### Goal of the exercise
In the records below, locate the line containing "Detection task: locate every tile", then output that line and all later lines exactly, through the last one.
Segment Start: Task data
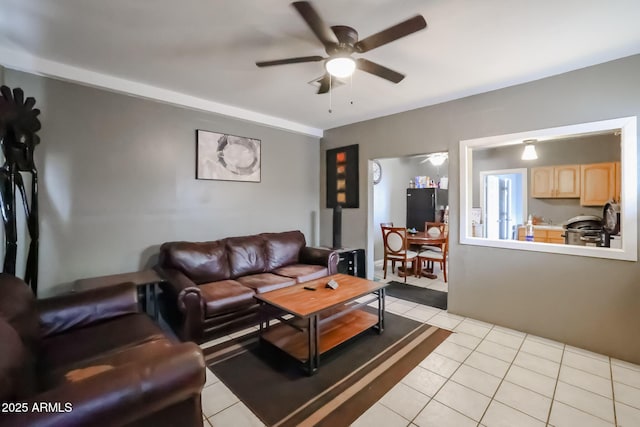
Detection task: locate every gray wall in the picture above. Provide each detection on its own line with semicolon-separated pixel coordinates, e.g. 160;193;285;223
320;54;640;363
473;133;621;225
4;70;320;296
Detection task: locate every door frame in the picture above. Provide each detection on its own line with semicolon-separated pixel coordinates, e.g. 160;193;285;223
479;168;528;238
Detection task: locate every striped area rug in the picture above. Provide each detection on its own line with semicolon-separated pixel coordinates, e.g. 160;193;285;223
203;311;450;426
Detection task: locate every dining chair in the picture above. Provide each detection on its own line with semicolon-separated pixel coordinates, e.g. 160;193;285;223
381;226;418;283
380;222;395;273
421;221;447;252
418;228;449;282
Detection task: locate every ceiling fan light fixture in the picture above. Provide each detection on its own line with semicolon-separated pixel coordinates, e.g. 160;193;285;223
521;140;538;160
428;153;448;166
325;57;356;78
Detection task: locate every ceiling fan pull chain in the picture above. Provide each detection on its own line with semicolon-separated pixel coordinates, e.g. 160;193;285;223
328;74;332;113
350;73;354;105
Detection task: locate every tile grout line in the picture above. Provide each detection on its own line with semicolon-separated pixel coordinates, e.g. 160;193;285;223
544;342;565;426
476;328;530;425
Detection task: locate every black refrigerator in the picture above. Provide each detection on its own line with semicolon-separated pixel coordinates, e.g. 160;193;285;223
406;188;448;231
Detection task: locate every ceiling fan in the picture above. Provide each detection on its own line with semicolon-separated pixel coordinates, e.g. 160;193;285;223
Segment End: Task data
### Task answer
Detection task: locate every tile grout line in the picture above. Provide each detection on its own line with semicolon-separated pixel coordinates, e.g. 160;193;285;223
544;342;565;426
476;328;530;425
Detection task: locate every black refrigerator in the picture above. Provide each detection on its own line with semicolon-separated pixel coordinates, e.g. 160;193;285;223
406;188;448;231
Detection task: locate every ceiling fan in the picture above. Provide each detection on its own line with semicolon-separated pixel coordinates, e.g. 160;193;285;223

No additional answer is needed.